### PASSAGE PROVIDED
A Visitor’s Guide from a Visitor: Joshua Tree National Park

Joshua Tree National Park is located in California, smashed between two different rain-starved ecosystems: one of the higher elevation Mojave Desert and one of the lower elevation Colorado Desert. The park as a whole occupies a space slightly larger than the state of Rhode Island. In 1994, the park was officially declared a National Park through the California Desert Protection Act - previously being classified as a National Monument for over a half-century prior. Despite its rich history of Native American culture, cattle rustler hideouts, mining outposts and being a current hotbed for winter rock climbing, Joshua Tree might be most known in pop culture for its ties to the “country rock band” the Eagles.

Joshua Tree is one hell of an area, offering stark contrasts in climate from end to end. There are a few remote oasis areas within hiking distance littered about the park and tons of red gneiss rocks to camp, hang, climb, picnic, and do whatever on. Here are a couple easy notable spots to stop at if you happen to pass through the area.

### Dataset records on where objects are located

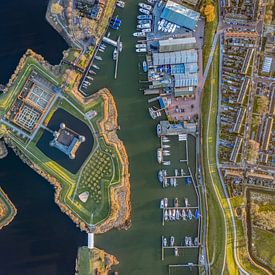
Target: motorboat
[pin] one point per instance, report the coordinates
(120, 4)
(165, 202)
(159, 155)
(144, 17)
(144, 11)
(160, 176)
(145, 6)
(140, 46)
(144, 64)
(115, 54)
(183, 214)
(177, 214)
(189, 214)
(141, 50)
(145, 21)
(161, 204)
(95, 66)
(166, 215)
(143, 26)
(186, 202)
(164, 242)
(139, 34)
(172, 241)
(176, 202)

### AIM
Which specific activities does the Joshua Tree guide name for the park's red gneiss rocks? Rely only on the text for what comes next.

### FULL OUTPUT
Camping, hanging out, climbing, and picnicking.